(Work instructions) Count the lines in the records below that contain the string "horn", treating uppercase and lowercase as different. Reply with the number only.

□ □ □ □ □

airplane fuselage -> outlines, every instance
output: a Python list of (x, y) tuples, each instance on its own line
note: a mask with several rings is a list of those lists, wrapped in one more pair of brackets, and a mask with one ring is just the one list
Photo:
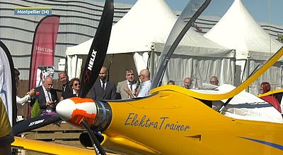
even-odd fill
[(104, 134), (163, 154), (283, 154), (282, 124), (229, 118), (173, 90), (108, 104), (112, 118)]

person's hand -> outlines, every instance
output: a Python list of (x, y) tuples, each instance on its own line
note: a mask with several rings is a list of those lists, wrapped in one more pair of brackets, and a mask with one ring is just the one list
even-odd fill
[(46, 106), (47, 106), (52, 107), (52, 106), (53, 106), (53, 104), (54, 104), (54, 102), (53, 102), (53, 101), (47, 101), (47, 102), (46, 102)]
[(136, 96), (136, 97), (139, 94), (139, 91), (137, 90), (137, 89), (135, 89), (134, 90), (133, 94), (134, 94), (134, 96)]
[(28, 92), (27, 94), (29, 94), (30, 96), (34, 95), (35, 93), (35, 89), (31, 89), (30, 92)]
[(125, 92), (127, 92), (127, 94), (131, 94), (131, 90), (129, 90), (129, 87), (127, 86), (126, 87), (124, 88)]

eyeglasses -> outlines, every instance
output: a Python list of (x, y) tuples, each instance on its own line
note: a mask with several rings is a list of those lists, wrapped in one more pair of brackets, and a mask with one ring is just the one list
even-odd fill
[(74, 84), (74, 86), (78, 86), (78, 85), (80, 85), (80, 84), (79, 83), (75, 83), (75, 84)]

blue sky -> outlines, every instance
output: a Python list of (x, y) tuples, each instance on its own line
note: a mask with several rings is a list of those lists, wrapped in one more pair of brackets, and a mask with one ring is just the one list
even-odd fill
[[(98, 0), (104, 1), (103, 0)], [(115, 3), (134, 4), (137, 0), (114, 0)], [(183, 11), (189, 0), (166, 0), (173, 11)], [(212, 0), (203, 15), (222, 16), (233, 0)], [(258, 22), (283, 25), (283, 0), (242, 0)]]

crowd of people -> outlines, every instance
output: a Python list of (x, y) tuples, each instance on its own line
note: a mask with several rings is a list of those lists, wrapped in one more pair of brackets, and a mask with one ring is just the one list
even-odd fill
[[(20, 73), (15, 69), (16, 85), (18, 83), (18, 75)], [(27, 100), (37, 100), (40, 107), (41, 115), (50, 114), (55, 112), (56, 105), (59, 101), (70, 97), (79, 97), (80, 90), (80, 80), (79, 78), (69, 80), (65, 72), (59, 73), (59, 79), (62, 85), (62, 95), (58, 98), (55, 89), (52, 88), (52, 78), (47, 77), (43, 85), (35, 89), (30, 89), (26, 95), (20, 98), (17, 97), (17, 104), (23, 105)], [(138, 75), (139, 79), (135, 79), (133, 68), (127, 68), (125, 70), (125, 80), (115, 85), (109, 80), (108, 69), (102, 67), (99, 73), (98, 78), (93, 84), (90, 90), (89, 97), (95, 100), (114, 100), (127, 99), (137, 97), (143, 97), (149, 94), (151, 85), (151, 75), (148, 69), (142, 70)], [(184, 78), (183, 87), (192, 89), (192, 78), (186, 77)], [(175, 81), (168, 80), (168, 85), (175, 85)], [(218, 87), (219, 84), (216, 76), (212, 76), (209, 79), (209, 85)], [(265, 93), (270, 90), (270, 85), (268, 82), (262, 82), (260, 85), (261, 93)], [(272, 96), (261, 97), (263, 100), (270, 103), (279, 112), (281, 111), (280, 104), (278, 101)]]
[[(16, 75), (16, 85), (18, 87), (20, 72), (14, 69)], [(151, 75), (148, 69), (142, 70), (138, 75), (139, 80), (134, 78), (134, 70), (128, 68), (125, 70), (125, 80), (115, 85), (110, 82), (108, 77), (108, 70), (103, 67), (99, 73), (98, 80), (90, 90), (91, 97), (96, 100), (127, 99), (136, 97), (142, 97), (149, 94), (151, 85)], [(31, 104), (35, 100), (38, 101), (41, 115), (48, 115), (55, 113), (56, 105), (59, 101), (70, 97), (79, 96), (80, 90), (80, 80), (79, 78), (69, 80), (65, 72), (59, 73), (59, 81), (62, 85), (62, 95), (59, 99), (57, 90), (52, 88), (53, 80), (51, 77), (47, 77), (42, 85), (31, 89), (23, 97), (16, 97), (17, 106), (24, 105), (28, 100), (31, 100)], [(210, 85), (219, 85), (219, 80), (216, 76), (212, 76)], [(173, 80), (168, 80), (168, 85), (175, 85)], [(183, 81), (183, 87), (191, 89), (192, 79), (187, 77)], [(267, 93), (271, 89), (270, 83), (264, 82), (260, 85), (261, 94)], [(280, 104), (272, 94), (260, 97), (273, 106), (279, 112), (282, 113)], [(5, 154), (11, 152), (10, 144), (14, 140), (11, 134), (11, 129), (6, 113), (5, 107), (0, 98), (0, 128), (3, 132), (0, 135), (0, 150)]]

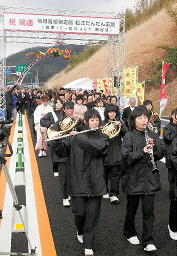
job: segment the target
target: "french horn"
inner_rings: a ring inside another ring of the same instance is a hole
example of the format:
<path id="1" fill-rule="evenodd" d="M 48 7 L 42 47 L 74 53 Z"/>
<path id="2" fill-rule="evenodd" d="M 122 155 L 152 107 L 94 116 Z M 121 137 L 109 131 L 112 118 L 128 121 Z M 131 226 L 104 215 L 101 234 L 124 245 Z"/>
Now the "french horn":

□ □ □ □ □

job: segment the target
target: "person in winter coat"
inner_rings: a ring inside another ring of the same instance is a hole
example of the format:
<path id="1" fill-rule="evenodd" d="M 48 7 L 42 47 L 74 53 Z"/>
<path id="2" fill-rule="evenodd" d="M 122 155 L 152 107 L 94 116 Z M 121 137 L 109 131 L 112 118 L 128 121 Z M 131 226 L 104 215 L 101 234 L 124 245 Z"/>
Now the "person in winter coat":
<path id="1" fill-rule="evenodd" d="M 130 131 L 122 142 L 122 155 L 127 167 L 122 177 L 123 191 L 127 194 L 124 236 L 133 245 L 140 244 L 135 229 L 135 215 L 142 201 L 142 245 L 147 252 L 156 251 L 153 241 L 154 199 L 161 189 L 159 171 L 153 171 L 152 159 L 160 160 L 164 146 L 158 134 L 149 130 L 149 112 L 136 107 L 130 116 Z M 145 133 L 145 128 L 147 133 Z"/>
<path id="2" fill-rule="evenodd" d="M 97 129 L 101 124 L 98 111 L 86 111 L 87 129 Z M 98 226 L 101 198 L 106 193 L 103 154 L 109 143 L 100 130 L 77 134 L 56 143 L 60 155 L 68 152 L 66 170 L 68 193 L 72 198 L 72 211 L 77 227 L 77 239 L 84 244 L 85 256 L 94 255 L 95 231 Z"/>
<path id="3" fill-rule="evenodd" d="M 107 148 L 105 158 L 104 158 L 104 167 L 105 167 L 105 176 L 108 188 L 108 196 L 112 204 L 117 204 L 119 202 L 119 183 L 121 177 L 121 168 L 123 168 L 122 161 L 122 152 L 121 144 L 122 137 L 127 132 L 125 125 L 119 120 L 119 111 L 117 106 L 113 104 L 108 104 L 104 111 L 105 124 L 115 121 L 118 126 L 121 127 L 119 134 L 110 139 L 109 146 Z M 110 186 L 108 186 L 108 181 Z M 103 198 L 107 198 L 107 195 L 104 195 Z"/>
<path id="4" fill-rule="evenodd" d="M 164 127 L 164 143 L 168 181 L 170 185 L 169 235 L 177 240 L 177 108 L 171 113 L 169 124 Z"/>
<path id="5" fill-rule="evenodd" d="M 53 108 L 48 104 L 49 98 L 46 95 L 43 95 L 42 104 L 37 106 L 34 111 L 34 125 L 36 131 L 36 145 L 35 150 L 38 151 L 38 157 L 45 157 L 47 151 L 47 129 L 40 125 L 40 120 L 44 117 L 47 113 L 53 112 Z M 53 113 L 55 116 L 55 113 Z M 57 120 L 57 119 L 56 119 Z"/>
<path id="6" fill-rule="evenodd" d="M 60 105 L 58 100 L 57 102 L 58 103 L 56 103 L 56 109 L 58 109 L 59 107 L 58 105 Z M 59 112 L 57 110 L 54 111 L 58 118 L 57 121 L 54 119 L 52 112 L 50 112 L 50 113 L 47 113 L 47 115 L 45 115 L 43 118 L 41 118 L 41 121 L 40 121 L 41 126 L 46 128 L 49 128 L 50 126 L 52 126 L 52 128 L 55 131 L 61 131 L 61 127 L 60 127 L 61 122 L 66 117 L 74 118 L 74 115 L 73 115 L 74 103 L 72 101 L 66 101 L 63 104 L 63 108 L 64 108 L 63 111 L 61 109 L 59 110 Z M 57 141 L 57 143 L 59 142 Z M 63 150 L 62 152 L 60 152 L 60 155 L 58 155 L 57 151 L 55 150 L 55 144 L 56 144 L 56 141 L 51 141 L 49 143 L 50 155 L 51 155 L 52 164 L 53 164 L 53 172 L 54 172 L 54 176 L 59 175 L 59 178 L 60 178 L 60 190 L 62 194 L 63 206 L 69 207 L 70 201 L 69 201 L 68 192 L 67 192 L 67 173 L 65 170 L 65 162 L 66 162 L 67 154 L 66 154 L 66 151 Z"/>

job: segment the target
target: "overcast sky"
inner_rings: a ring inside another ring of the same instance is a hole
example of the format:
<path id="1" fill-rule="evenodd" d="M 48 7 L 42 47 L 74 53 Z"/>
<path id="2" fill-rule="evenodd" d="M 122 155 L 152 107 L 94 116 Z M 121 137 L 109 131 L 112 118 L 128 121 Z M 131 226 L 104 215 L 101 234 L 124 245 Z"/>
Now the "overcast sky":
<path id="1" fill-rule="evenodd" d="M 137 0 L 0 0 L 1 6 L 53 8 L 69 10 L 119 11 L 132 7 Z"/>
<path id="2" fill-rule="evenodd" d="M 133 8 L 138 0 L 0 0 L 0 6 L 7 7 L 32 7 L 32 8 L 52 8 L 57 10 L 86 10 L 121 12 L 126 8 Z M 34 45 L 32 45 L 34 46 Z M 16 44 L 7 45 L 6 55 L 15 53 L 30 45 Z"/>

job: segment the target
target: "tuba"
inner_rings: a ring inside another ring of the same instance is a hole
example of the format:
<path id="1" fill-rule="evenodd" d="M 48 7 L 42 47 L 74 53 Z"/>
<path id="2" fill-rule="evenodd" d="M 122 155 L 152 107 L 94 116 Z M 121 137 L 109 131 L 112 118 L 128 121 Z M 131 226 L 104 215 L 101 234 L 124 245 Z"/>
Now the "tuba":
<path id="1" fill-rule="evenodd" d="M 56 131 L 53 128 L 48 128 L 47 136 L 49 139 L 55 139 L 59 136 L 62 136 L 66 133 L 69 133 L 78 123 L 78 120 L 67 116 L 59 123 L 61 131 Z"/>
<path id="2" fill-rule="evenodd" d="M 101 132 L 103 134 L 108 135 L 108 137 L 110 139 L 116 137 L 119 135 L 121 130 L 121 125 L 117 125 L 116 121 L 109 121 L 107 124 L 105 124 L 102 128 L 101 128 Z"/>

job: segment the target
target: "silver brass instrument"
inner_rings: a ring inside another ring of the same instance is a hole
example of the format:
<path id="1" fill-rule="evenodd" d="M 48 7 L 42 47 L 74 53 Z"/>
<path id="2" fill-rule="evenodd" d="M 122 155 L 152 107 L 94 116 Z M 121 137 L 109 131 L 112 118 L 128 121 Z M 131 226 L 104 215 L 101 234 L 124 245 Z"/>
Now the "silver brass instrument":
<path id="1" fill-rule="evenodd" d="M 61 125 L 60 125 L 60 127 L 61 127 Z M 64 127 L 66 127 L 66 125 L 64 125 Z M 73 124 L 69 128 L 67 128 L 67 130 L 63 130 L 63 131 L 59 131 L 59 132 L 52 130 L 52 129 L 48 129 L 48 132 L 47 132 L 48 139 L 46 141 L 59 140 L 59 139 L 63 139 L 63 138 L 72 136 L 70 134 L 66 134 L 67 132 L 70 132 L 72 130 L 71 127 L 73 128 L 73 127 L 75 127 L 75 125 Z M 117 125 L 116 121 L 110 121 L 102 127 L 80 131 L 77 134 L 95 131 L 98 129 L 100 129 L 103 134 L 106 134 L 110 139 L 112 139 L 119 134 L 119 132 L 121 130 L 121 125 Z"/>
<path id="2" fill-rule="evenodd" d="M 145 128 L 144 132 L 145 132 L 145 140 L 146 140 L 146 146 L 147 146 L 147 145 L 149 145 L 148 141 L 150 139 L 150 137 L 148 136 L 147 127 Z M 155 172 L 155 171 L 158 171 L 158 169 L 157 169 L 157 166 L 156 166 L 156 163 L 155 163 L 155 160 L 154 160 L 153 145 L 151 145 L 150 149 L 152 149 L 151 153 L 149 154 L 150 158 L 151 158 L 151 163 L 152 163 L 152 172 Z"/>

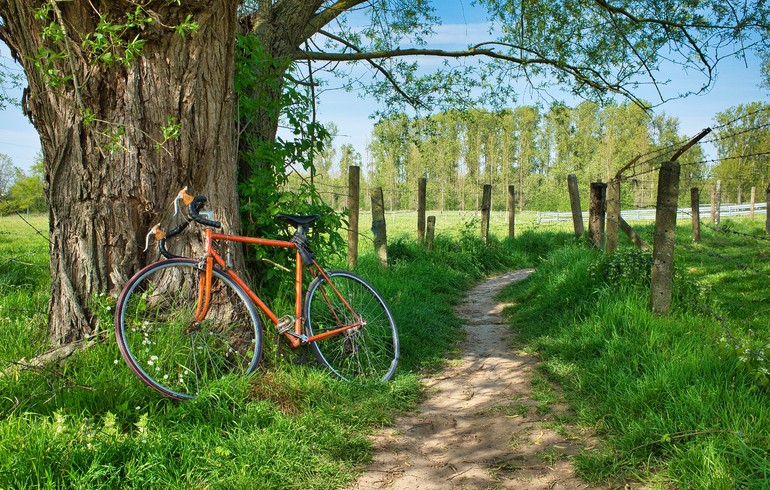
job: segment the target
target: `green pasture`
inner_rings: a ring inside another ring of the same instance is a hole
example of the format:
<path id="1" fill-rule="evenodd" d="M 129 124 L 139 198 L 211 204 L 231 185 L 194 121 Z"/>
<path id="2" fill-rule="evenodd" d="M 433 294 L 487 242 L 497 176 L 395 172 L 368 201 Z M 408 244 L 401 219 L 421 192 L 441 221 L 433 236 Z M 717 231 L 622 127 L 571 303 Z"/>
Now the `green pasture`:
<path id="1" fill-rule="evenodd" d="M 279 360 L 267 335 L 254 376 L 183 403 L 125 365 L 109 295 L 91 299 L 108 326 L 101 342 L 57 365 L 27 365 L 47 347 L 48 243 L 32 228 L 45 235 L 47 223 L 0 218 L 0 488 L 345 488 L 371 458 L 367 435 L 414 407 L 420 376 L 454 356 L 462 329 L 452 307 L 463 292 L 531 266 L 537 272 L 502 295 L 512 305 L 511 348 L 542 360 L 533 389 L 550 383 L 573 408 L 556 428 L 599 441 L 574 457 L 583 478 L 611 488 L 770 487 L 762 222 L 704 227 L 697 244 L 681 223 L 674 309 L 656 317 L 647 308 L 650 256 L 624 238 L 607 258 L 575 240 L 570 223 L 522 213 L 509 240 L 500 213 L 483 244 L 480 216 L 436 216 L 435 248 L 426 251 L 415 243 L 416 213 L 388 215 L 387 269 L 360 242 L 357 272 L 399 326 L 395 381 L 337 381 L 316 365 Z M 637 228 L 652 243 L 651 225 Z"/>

□ □ □ □ □

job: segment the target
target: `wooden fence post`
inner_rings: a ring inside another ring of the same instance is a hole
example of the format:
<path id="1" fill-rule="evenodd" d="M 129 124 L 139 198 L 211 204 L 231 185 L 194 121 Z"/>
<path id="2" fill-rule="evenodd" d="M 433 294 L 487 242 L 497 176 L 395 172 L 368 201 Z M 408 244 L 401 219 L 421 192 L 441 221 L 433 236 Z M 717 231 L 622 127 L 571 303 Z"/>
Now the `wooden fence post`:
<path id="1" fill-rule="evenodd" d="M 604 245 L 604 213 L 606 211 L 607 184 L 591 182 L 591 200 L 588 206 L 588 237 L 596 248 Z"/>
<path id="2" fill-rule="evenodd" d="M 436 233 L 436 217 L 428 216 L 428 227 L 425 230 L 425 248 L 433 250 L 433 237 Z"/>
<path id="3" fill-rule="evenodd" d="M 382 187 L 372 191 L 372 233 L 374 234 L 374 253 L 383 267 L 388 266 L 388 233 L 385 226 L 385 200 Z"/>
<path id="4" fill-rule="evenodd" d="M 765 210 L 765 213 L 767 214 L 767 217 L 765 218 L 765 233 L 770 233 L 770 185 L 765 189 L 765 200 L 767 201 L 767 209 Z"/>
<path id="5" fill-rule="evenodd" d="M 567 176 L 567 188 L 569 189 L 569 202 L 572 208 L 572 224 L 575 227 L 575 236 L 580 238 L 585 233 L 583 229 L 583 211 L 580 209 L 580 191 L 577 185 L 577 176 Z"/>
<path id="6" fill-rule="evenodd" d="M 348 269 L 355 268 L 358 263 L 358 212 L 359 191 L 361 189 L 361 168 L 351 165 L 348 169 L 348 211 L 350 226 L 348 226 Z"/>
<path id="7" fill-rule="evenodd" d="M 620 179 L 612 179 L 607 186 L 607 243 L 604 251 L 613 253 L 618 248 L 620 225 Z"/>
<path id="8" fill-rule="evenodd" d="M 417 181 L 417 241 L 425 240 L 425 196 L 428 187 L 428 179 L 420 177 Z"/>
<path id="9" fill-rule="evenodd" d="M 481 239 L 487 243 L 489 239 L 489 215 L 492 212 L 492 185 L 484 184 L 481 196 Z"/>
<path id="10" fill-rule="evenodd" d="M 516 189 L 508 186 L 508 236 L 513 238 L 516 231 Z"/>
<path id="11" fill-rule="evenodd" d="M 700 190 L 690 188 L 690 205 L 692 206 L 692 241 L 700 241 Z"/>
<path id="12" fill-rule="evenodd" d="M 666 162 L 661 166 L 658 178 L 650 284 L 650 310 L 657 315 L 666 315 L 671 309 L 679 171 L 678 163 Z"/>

□ □ □ □ □

(Exercise answer) 2